-- Directions --
The data below is to be set down again exactly as written.

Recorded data
⟨
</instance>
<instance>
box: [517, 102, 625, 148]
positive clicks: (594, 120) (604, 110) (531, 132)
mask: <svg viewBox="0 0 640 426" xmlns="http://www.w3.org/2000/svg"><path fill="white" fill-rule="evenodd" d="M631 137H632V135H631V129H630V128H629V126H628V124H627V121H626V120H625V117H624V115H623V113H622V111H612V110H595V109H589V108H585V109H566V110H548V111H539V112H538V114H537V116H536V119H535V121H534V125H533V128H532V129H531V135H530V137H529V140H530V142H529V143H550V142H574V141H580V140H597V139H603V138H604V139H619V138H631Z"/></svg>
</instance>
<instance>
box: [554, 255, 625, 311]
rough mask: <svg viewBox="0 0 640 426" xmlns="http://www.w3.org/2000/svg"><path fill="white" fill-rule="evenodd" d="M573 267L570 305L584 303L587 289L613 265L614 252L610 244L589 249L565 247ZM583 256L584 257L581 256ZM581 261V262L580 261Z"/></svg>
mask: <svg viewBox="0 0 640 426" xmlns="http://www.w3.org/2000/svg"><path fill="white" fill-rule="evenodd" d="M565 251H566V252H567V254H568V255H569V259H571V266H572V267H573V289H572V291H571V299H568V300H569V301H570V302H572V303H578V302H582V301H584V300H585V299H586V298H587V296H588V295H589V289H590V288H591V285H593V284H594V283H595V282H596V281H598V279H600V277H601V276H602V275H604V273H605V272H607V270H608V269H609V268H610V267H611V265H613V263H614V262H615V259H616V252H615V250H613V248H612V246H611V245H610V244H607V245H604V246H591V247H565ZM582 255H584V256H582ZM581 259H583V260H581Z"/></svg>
⟩
-- Finished exercise --
</instance>
<instance>
box: [517, 102, 625, 148]
positive clicks: (594, 120) (604, 110) (531, 132)
mask: <svg viewBox="0 0 640 426" xmlns="http://www.w3.org/2000/svg"><path fill="white" fill-rule="evenodd" d="M631 137H632V135H631V129H630V128H629V126H628V124H627V121H626V120H625V117H624V115H623V113H622V111H612V110H595V109H589V108H585V109H566V110H548V111H539V112H538V114H537V116H536V119H535V121H534V125H533V128H532V129H531V135H530V137H529V140H530V142H529V143H550V142H574V141H580V140H597V139H603V138H604V139H619V138H631Z"/></svg>
</instance>
<instance>
box: [554, 255, 625, 311]
rough mask: <svg viewBox="0 0 640 426" xmlns="http://www.w3.org/2000/svg"><path fill="white" fill-rule="evenodd" d="M573 267L570 305L584 303L587 289L613 265L614 252L610 244L589 249L565 247ZM583 256L584 257L581 256ZM581 261V262L580 261Z"/></svg>
mask: <svg viewBox="0 0 640 426" xmlns="http://www.w3.org/2000/svg"><path fill="white" fill-rule="evenodd" d="M565 251H566V252H567V254H568V255H569V259H571V266H572V267H573V289H572V291H571V299H568V300H569V301H570V302H572V303H578V302H582V301H584V300H585V299H586V298H587V296H588V295H589V289H590V288H591V285H593V284H594V283H595V282H596V281H598V279H600V277H601V276H602V275H604V273H605V272H607V270H608V269H609V268H610V267H611V265H613V263H614V262H615V259H616V252H615V250H613V248H612V246H611V245H610V244H607V245H604V246H591V247H565ZM582 255H584V256H582ZM581 259H583V260H581Z"/></svg>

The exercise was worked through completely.